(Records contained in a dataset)
# # #

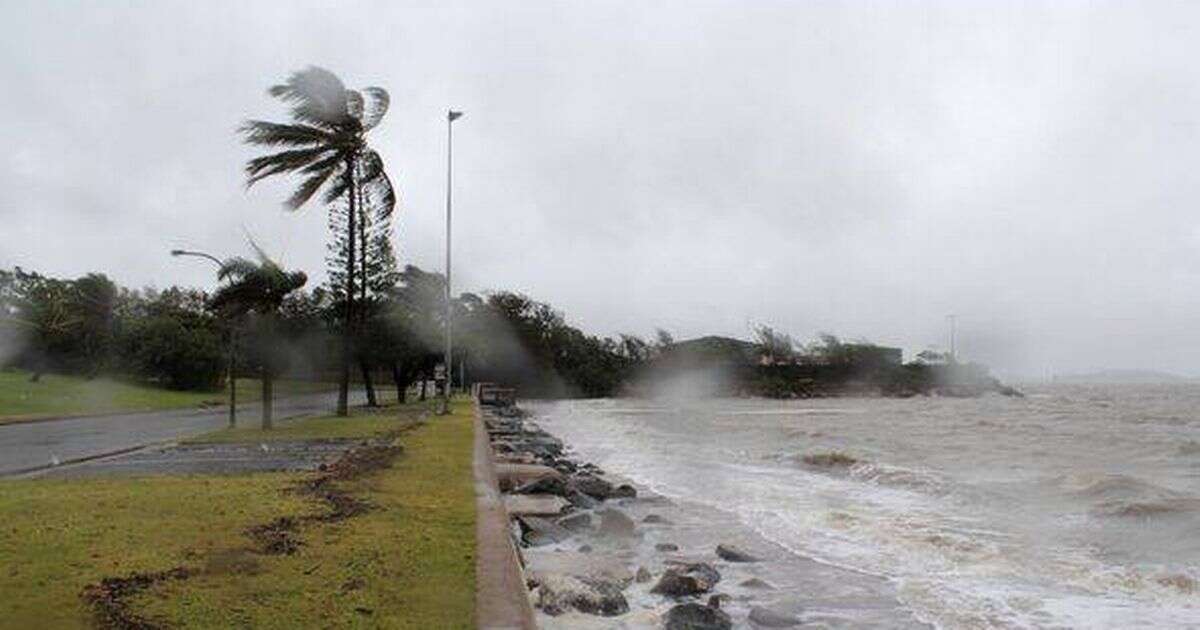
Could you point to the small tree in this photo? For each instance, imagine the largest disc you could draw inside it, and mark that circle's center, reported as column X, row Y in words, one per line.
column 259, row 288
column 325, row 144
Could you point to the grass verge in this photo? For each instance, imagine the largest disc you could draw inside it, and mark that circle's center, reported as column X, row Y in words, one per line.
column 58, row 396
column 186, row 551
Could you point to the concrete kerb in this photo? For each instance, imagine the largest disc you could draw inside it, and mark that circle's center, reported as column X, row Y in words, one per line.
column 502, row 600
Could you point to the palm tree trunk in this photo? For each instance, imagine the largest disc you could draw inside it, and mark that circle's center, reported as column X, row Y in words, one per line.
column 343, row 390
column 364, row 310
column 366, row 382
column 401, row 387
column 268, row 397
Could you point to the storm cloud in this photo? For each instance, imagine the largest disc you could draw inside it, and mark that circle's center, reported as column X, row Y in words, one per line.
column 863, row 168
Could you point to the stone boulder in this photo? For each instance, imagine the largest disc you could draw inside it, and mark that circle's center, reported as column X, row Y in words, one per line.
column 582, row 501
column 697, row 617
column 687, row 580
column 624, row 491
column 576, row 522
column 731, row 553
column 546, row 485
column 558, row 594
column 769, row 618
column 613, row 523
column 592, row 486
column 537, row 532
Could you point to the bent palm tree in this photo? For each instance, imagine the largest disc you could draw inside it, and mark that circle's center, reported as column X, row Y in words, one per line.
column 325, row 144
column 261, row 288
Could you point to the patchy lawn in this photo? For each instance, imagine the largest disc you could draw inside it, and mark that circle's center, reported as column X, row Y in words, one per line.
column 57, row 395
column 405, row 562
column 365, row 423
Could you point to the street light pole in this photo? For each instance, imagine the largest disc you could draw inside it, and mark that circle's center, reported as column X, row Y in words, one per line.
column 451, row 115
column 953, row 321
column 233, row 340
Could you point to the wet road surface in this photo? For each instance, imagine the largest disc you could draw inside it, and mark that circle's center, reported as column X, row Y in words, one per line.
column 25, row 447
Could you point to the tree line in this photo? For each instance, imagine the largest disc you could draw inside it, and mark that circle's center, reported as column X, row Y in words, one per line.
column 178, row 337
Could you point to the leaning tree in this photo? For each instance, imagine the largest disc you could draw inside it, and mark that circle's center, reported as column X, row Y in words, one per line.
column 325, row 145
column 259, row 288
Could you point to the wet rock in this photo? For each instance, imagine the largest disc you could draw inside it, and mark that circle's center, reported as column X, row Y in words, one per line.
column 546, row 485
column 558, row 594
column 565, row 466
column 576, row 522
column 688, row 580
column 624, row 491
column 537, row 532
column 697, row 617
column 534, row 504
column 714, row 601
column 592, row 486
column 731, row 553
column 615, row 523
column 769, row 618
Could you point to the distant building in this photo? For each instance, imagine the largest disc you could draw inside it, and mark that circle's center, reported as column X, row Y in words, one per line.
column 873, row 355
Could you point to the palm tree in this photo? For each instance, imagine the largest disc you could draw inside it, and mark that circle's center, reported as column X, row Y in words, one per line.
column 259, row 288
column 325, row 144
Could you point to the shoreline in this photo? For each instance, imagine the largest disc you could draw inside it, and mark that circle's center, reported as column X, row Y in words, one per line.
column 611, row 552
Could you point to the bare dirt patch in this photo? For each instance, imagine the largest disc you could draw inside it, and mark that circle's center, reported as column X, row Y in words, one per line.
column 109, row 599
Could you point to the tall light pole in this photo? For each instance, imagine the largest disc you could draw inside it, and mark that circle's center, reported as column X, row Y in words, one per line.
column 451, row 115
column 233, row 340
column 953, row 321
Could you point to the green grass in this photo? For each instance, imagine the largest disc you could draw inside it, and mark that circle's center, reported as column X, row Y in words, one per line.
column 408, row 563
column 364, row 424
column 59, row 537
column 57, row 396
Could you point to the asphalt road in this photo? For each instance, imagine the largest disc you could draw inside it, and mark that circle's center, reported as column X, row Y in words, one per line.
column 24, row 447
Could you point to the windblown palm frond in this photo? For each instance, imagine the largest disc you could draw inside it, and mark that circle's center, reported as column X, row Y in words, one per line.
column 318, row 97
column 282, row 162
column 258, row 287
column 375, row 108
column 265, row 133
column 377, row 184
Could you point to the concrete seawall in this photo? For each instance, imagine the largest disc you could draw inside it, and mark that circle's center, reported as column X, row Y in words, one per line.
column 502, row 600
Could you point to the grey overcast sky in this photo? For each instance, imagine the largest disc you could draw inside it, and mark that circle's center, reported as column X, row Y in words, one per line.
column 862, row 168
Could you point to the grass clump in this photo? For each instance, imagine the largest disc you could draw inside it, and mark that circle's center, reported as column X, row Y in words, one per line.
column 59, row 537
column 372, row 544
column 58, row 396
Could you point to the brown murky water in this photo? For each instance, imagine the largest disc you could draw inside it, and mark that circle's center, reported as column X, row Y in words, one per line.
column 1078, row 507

# # #

◆ Do this: Render the part of the listing that opens with the line containing "Could you point to the grass verge" and closes with the line containing "column 186, row 551" as a Markdown table with the columns Row and Line. Number each line and leave out any blank lines.

◆ Full output:
| Row | Line |
|---|---|
| 1 | Could you point to the grass verge in this photo? For each instance, imagine the largest disc you could draw inside it, and mark that circle's center, reported as column X, row Y in words, one per line. |
| 2 | column 58, row 396 |
| 3 | column 186, row 551 |